Ownership and Authority Disputes

In the event of disputes involving multiple claims of ownership or authority to
control your account, the Fund has the right (but has no obligation) to: (a)
freeze the account and require the written agreement of all persons deemed by
the Fund to have a potential property interest in the account, prior to
executing instructions regarding the account; (b) interplead disputed funds or
accounts with a court of competent jurisdiction; or (c) surrender ownership of
all or a portion of the account to the Internal Revenue Service in response to a
Notice of Levy.

### What is asked
A) According to the passage on ownership and authority disputes, what may the Fund require before executing instructions on a frozen account?
B) For each statement, indicate whether it agrees with the passage on ownership and authority disputes, quoting the words that decide it: (i) The Fund is obligated to freeze an account when ownership is disputed. (ii) The Fund may interplead disputed funds or accounts with a court of competent jurisdiction. (iii) The Fund may surrender part of an account to the Internal Revenue Service in response to a Notice of Levy.
C) Extend the passage on ownership and authority disputes, picking up after its final sentence.
The lines below are drawn from a separate source.

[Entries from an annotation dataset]
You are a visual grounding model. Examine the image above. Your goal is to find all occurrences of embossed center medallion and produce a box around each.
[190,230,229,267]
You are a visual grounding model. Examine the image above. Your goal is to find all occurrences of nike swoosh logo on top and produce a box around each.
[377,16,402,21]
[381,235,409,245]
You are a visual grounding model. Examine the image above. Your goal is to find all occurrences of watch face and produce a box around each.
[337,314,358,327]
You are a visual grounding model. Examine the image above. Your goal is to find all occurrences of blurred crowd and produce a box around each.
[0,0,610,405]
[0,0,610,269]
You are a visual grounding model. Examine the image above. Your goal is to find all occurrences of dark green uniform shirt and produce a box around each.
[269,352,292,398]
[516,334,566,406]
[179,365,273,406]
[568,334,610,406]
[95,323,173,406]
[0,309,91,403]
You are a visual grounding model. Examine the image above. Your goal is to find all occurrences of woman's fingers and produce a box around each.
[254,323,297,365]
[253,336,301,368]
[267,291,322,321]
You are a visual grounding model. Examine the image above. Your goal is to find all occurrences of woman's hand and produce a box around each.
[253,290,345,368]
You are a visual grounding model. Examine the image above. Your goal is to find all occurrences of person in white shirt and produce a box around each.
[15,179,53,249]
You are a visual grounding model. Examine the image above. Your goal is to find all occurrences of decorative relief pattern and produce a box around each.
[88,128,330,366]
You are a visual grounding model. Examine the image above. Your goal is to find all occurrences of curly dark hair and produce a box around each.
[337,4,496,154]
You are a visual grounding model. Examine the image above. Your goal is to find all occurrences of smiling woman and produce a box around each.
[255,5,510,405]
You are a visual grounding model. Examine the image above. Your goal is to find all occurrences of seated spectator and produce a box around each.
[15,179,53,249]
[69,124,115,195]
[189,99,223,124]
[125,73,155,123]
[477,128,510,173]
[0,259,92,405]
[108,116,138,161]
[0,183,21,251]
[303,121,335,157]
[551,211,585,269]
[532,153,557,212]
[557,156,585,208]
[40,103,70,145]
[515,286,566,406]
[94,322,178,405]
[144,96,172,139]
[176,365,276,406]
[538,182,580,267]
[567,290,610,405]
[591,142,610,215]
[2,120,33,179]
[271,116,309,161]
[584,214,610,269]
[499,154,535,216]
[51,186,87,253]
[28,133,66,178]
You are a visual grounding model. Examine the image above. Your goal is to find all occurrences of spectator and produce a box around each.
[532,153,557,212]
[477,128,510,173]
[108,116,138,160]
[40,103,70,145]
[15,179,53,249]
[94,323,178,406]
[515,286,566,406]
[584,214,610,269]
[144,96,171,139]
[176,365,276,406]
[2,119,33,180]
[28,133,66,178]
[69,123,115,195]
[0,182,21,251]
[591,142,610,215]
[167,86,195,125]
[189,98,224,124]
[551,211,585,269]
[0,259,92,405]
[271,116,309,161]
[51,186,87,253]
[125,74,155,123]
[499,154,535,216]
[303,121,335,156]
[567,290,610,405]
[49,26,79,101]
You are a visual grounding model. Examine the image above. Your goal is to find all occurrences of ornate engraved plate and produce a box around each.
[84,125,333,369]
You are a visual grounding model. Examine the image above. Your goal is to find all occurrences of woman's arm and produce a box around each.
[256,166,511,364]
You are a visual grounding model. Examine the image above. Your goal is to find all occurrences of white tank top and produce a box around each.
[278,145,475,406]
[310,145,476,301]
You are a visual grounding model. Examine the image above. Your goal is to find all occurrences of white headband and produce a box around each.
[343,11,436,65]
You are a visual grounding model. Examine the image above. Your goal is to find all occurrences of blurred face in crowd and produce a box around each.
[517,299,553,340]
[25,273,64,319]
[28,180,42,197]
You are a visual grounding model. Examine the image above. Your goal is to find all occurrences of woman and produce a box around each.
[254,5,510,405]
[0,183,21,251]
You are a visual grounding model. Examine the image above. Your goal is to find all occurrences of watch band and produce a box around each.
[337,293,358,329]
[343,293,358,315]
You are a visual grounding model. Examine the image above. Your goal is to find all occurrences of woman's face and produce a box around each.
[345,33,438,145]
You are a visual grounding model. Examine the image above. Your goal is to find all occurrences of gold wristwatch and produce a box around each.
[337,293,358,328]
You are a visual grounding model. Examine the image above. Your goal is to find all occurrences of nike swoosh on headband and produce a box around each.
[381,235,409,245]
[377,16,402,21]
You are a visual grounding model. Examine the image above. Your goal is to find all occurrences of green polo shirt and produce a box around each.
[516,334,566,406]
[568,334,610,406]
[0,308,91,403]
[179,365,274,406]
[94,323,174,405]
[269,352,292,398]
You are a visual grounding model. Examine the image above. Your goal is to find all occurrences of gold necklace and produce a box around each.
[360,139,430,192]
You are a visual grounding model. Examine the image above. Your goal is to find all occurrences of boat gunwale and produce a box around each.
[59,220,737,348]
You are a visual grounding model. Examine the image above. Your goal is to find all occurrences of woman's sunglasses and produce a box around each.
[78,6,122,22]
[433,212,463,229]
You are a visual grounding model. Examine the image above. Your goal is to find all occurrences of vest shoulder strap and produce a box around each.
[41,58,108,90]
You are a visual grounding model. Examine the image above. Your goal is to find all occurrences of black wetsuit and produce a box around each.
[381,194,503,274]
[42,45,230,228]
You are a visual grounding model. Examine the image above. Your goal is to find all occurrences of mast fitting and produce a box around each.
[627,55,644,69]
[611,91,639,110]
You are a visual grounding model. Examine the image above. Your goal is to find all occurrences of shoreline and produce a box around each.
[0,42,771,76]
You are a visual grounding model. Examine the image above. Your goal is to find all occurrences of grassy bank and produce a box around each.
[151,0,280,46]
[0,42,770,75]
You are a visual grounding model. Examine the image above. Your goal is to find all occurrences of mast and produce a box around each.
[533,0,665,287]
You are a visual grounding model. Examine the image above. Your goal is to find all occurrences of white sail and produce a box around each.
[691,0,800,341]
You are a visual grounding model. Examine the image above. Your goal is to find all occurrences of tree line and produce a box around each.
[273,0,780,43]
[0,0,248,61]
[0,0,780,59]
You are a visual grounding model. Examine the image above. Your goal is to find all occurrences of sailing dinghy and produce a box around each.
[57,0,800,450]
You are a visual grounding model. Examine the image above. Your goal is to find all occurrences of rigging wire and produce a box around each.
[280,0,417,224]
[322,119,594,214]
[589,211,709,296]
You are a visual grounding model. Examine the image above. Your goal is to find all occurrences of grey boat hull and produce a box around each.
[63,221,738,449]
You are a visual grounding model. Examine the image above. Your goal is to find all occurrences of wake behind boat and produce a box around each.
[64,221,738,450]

### Outputs
A) The written agreement of all persons deemed by the Fund to have a potential property interest in the account.

B)
(i) No: "the Fund has the right (but has no obligation) to"
(ii) Yes: "interplead disputed funds or accounts with a court of competent jurisdiction"
(iii) Yes: "surrender ownership of all or a portion of the account to the Internal Revenue Service in response to a Notice of Levy"

C)
Additional Information for
Institutional Investors

As the investments permitted to the U.S. Government Securities Series are
limited to securities issued or guaranteed by the U.S. government or its
agencies and instrumentalities, the shares of the U.S. Government Securities
Series are generally eligible for investment by federally-chartered credit
unions, federally-chartered savings and loan associations, national banks and
the National Marine Fisheries Service Capital Construction Fund. While the
Series is not aware of any investments permitted to it which would destroy such
eligibility, it has agreed for the benefit of such federally-chartered
institutions to refrain from such investments should the situation arise. The
U.S. Government Securities Series may be a permissible investment for certain
state-chartered institutions as well.

ALL INSTITUTIONAL INVESTORS SHOULD CONSULT THEIR OWN LEGAL ADVISORS TO DETERMINE
WHETHER AND TO WHAT EXTENT THE SHARES OF THE FUND CONSTITUTE LEGAL INVESTMENTS
FOR THEM.

Financial Statements
- --------------------------------------------------------------------------------

The audited financial statements contained in the Annual Report to Shareholders
of the Fund dated September 30, 1995, including the auditors' report, are
incorporated herein by reference.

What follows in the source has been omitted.